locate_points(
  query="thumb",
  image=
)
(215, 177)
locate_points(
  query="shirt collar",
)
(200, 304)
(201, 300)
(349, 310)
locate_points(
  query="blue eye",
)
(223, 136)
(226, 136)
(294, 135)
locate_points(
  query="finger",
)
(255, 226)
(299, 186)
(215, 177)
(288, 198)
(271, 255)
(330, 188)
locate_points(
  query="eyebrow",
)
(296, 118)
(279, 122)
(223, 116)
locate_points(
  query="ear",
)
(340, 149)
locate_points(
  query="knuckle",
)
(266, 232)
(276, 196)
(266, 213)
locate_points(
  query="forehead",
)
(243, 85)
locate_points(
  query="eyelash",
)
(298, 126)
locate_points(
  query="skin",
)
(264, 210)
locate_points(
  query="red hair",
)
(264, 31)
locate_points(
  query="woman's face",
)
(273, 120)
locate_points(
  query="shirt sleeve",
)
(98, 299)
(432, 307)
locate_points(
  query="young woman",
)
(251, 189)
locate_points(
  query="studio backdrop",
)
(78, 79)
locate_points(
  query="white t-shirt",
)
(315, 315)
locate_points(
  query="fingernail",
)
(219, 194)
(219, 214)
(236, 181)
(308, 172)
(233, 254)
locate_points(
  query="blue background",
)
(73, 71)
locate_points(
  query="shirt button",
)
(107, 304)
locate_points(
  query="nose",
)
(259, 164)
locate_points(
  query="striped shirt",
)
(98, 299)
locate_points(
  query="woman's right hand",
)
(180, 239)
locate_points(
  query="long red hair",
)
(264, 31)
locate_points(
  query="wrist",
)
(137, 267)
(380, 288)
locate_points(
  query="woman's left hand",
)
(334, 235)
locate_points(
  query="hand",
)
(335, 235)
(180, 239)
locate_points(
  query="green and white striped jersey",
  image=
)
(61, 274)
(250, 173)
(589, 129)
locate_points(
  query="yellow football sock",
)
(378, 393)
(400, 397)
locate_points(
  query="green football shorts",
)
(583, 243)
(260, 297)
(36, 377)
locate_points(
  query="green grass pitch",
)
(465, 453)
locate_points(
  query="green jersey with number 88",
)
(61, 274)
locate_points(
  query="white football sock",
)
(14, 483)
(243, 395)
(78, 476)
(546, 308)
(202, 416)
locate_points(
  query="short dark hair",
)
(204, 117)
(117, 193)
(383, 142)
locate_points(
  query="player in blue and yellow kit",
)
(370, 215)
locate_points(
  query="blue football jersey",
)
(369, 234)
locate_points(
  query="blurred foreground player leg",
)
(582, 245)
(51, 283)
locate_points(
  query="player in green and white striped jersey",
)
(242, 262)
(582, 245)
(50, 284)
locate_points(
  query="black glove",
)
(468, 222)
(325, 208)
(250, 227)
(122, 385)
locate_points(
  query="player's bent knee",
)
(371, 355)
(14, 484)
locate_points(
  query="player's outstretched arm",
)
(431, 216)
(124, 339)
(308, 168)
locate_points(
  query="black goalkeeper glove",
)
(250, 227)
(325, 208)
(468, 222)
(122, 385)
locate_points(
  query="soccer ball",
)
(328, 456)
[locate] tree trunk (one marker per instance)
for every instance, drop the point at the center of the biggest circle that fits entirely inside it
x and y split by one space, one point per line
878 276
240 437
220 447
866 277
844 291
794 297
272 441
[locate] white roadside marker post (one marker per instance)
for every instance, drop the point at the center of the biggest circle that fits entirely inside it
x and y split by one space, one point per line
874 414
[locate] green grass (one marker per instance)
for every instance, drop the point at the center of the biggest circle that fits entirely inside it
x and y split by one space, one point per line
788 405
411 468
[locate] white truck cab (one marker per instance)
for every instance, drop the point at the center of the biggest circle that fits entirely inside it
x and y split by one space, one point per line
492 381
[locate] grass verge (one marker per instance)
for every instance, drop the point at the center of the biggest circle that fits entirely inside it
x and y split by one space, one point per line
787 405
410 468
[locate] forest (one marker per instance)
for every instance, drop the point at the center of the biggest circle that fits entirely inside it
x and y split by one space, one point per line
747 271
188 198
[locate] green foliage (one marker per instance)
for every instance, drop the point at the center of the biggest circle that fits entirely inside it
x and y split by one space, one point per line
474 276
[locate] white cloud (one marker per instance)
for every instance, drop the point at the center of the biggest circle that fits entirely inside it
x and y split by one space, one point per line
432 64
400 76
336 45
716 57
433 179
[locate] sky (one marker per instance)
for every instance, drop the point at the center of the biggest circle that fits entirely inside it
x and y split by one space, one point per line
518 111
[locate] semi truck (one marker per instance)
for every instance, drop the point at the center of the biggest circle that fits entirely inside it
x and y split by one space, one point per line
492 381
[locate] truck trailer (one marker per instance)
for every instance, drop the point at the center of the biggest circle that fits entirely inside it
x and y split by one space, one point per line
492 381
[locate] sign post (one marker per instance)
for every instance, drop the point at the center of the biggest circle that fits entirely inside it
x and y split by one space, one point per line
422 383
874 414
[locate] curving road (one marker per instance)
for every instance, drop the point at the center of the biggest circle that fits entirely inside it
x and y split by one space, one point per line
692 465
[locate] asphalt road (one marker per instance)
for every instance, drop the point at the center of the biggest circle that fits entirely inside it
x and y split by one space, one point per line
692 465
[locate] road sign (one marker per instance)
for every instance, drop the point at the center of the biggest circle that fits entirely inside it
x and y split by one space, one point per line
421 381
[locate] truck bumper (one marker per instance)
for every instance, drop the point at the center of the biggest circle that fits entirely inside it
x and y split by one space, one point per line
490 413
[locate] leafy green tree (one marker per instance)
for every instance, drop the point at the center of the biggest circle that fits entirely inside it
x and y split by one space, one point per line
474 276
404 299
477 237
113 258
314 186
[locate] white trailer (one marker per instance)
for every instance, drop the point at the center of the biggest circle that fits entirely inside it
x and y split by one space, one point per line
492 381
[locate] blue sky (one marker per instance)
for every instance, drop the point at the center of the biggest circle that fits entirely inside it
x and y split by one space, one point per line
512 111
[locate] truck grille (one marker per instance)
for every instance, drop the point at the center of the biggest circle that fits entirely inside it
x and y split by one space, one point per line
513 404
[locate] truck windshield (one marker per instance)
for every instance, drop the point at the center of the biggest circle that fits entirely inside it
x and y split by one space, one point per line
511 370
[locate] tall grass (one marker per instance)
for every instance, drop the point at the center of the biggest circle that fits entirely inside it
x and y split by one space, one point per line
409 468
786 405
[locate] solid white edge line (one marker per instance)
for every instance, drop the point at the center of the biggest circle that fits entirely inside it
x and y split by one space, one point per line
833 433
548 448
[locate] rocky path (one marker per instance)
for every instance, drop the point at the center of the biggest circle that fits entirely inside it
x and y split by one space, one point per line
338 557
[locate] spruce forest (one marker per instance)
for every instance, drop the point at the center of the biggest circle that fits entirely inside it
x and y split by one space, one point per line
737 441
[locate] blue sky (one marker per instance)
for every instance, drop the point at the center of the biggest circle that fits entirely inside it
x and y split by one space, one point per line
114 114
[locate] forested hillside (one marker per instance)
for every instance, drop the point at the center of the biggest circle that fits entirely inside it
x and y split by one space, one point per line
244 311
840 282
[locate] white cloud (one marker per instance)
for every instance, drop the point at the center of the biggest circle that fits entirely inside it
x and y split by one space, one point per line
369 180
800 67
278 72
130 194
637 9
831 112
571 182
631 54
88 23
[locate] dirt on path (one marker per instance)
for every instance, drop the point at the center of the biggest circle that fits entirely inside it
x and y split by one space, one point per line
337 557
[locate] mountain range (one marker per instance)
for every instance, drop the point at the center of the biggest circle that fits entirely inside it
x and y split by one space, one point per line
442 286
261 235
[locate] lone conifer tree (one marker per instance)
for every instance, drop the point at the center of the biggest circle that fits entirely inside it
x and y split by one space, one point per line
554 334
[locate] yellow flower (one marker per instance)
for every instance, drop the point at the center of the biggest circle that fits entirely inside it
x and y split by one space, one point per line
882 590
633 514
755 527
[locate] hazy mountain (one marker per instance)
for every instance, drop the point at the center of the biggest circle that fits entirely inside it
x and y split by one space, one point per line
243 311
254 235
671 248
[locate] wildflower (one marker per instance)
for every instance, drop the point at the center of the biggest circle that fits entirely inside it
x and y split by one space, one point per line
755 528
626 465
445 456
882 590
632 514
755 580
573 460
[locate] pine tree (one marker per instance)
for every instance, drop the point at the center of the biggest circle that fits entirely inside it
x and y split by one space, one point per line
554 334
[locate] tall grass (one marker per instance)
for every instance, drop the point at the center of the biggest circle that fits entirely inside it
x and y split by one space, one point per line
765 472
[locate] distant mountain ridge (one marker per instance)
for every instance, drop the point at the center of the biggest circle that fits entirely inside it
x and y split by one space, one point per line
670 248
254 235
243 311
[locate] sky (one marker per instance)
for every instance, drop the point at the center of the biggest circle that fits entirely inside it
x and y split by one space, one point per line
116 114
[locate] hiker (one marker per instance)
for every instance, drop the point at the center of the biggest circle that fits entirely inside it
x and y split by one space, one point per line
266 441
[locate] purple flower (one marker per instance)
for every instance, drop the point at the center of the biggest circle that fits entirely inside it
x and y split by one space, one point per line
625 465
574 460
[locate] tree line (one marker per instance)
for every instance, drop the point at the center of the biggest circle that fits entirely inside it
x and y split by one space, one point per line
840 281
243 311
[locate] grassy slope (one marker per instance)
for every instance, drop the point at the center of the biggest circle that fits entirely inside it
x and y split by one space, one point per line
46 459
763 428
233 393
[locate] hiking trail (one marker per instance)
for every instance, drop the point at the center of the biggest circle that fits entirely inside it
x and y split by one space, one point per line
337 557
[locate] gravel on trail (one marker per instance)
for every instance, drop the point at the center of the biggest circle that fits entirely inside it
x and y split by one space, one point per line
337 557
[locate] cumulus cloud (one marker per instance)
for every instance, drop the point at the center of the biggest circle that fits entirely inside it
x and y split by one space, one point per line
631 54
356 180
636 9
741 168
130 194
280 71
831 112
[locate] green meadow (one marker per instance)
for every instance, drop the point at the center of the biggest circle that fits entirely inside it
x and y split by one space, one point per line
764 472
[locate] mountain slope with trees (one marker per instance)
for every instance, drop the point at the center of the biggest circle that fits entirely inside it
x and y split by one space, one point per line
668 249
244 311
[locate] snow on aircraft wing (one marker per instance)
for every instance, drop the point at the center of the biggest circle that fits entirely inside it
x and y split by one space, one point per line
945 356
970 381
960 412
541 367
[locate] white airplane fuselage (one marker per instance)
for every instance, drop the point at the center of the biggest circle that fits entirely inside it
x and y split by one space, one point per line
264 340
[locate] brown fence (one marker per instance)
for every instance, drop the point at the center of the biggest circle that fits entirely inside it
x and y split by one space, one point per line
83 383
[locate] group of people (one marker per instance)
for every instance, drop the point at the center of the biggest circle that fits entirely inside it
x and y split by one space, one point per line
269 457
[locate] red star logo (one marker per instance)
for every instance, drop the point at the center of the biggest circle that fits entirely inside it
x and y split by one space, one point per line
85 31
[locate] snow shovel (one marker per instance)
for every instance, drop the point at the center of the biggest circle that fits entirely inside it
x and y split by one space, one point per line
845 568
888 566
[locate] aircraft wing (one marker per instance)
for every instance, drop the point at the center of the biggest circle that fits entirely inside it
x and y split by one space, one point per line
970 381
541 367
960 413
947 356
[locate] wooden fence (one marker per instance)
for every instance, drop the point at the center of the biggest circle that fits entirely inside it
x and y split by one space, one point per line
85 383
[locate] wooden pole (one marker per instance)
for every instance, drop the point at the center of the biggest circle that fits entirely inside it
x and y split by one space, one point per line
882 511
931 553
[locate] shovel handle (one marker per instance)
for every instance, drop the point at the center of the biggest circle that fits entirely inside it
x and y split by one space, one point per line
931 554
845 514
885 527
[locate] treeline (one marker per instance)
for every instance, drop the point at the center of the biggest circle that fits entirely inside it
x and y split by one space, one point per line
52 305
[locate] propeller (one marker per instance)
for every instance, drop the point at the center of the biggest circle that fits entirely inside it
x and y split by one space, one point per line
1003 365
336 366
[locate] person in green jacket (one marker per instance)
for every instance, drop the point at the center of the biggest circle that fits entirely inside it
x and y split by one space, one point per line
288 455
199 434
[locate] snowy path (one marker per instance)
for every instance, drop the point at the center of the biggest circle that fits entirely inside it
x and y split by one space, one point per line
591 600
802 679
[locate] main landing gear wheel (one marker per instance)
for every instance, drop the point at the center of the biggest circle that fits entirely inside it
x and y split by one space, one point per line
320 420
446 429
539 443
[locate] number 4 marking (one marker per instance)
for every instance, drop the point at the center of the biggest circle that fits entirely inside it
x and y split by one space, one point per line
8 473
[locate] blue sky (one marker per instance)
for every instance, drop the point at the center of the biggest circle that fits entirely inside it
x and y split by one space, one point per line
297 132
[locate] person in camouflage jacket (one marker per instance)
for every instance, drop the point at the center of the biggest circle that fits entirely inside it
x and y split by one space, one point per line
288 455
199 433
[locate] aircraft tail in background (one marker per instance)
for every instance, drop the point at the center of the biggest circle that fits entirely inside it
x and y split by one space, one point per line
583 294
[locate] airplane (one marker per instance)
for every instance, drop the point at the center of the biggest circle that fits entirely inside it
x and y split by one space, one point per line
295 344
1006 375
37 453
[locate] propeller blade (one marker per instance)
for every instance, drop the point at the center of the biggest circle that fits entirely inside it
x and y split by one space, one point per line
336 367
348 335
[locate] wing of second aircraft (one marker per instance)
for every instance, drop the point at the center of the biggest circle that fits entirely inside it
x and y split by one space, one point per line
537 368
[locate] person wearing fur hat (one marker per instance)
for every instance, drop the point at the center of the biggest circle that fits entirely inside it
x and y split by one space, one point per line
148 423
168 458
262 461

• INSTRUCTIONS FOR THE TASK: Using the records above, write out exactly the lines between the one holding "[locate] mountain slope" and the one holding "[locate] snow on", inclusive; leave everything else out.

• WRITTEN SOLUTION:
[locate] mountain slope with trees (one marker per instance)
for every instance, drop the point at the center of the biggest circle that fits entirely inside it
x and y split by one space, one point per line
668 249
244 311
[locate] snow on aircraft wing (one marker per instance)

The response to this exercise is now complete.